>> begin
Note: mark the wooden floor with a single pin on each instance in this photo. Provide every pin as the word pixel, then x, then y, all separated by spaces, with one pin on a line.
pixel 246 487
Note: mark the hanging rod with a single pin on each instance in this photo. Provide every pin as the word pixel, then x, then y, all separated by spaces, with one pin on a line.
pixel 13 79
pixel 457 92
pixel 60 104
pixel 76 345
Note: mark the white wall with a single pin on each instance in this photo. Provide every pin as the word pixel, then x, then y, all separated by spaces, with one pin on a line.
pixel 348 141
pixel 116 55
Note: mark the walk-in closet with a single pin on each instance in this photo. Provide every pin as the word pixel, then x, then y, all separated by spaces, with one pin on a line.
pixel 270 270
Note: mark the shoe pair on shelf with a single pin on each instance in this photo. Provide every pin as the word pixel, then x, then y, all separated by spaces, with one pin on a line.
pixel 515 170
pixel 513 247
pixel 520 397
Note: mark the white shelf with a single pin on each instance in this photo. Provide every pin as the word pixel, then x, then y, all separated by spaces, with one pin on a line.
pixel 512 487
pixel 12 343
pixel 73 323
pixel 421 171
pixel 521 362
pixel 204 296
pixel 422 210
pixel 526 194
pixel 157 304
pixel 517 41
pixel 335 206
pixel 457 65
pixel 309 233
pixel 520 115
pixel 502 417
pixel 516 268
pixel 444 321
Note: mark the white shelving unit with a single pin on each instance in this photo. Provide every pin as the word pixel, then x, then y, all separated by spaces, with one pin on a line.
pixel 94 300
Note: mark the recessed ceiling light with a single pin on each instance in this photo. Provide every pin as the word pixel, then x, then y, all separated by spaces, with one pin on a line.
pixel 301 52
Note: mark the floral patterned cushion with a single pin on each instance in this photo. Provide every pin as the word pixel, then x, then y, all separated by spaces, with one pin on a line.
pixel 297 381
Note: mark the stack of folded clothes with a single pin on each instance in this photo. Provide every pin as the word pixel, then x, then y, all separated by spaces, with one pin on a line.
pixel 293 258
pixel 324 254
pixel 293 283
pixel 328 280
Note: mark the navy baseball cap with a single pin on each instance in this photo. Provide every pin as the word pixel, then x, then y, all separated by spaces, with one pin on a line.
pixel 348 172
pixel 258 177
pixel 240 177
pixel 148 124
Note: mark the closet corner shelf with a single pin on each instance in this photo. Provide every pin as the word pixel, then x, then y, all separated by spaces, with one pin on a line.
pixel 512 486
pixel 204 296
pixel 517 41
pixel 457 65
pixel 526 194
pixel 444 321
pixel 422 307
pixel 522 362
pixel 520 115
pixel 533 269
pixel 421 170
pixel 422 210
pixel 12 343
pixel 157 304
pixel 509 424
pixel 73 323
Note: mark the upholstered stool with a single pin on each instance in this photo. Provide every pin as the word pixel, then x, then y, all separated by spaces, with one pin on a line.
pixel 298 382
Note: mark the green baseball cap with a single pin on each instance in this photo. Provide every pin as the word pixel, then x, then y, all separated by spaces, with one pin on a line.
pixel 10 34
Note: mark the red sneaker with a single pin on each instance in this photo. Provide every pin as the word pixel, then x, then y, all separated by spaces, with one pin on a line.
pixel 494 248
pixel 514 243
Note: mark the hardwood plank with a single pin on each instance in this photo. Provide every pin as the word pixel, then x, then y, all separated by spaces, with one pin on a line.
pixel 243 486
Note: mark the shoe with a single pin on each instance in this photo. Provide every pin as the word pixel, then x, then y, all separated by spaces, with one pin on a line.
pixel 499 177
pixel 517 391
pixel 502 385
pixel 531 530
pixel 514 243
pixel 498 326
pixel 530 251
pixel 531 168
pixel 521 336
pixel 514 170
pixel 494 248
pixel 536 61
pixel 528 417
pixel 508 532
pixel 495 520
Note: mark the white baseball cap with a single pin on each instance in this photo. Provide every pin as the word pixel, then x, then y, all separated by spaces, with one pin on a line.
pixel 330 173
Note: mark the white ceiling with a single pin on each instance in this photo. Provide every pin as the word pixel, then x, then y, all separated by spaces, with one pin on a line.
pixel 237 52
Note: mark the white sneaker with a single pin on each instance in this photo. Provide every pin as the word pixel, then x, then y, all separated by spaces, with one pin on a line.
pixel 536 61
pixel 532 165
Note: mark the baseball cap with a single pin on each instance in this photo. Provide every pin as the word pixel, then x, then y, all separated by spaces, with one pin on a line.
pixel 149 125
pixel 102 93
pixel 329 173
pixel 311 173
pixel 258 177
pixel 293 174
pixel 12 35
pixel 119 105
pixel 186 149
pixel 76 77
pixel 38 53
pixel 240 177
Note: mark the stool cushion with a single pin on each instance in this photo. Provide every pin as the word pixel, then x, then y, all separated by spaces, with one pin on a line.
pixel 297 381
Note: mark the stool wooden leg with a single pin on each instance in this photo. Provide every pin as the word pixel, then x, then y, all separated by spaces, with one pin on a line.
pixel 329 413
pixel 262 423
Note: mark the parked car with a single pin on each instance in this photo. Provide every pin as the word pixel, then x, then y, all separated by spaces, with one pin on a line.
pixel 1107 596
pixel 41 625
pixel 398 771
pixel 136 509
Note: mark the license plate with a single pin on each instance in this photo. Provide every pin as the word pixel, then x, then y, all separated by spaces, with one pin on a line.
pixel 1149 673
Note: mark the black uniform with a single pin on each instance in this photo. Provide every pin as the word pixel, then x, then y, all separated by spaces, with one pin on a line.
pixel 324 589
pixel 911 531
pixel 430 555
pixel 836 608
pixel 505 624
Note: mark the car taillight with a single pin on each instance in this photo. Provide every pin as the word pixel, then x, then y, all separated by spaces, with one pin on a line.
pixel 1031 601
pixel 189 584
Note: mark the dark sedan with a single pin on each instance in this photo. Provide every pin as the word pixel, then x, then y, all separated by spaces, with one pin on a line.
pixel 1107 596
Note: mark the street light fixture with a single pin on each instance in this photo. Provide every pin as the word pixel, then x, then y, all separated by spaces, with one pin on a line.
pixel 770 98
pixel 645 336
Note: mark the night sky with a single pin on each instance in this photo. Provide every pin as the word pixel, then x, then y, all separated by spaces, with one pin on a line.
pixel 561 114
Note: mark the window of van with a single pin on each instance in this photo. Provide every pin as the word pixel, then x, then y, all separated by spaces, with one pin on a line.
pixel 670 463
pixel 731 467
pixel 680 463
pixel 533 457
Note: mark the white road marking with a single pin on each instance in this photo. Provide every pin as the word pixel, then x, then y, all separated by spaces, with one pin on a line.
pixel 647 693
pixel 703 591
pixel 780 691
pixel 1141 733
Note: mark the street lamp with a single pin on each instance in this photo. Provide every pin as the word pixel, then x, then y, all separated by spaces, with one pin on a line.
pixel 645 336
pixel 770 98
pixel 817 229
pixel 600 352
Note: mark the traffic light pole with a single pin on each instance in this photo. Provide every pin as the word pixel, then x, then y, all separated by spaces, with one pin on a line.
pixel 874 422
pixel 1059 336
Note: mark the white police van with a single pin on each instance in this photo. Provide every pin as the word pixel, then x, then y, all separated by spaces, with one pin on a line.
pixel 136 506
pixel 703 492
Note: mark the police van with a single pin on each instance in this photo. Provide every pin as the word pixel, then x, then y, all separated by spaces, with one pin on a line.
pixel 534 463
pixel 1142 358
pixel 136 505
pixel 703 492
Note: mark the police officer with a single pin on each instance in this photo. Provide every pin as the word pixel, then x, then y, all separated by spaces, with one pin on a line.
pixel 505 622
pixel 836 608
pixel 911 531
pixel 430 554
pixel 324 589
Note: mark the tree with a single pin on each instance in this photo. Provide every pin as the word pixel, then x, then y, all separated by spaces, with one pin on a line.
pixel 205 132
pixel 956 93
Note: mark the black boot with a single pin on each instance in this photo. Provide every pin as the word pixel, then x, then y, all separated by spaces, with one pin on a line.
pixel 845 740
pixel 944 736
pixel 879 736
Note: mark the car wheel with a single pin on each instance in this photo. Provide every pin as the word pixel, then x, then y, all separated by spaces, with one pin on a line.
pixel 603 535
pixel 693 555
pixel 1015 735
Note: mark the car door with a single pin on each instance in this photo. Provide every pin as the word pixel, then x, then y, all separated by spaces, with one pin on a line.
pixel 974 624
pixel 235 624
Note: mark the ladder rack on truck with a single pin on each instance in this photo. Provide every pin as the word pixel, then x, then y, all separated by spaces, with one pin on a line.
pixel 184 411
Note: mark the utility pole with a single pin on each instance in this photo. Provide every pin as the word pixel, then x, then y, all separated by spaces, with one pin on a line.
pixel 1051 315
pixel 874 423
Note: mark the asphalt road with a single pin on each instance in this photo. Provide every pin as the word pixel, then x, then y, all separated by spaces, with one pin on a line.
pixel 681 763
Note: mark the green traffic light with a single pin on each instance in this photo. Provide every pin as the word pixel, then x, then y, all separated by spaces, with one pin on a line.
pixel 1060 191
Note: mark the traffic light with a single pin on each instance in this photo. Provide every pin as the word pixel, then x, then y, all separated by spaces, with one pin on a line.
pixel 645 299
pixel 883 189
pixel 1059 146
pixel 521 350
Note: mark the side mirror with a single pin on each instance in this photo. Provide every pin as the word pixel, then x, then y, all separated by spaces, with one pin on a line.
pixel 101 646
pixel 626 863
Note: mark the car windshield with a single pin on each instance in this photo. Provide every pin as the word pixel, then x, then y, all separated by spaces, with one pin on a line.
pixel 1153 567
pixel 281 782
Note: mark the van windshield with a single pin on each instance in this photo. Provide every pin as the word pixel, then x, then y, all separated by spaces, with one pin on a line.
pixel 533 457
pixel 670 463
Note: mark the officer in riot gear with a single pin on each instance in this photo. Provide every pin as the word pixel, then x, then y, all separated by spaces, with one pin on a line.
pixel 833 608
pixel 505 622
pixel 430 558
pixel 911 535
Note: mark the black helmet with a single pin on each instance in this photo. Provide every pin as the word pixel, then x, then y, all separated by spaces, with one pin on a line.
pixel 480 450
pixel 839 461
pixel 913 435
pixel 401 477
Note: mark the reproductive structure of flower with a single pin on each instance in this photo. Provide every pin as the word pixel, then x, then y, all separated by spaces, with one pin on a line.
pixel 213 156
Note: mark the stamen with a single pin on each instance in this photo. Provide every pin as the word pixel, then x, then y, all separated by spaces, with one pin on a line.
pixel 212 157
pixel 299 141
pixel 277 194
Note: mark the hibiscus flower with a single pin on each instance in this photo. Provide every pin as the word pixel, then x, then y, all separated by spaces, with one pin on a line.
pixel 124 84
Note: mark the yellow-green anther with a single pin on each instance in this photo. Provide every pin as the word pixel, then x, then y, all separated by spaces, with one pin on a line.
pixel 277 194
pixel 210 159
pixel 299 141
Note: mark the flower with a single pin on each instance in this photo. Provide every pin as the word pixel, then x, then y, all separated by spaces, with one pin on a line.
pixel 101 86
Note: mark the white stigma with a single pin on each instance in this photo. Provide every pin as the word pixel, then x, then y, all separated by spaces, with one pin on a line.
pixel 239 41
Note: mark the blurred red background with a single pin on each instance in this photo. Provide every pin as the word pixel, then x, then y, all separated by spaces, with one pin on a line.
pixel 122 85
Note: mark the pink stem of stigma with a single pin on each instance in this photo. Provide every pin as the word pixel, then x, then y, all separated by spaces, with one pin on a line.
>> end
__PROBLEM STATEMENT__:
Write out the entries from the beginning through the line holding "pixel 94 300", inclusive, putting "clothes rod" in place of "hanging rod" and changing nothing else.

__RESULT__:
Note: mark the wooden floor with a single pin on each instance in this photo. Provide every pin as the word pixel, then x, then y, all separated by spaces, with one pin on a line.
pixel 246 487
Note: mark the clothes rod with a single pin on each instance in this photo. Provide every pin as the word pixel, then x, then y, all separated by spaces, with one pin on a line.
pixel 13 79
pixel 457 92
pixel 60 104
pixel 76 345
Note: mark the white wall with a single pin on each instance in this photo. Provide every pin as the word pixel, then x, then y, all separated by spaces, with one pin on a line.
pixel 348 141
pixel 116 55
Note: mark the walk-in closet with a single pin on each instance in this photo. Provide every pin as the word pixel, then x, then y, all separated by spaces, with one pin on a line.
pixel 270 270
Note: mark the shoe pair on shelf with a single pin on each instance in this photo. Provide every pin as the word pixel, then x, then y, all separated by spaces, with one pin on a line.
pixel 515 170
pixel 513 247
pixel 520 397
Note: mark the white shelf with a single pin on each instance in this photo. Provide every pin as the word pixel, then x, then y, all separated by spaces, with one pin on a line.
pixel 512 487
pixel 12 343
pixel 73 323
pixel 421 171
pixel 521 362
pixel 204 296
pixel 422 210
pixel 526 194
pixel 157 304
pixel 517 41
pixel 335 206
pixel 457 65
pixel 309 233
pixel 520 115
pixel 502 417
pixel 516 268
pixel 444 321
Note: mark the white shelving unit with a single pin on each instance in this photo. Provide every pin as the word pixel, then x, then y, all separated by spaces, with one pin on a line.
pixel 94 300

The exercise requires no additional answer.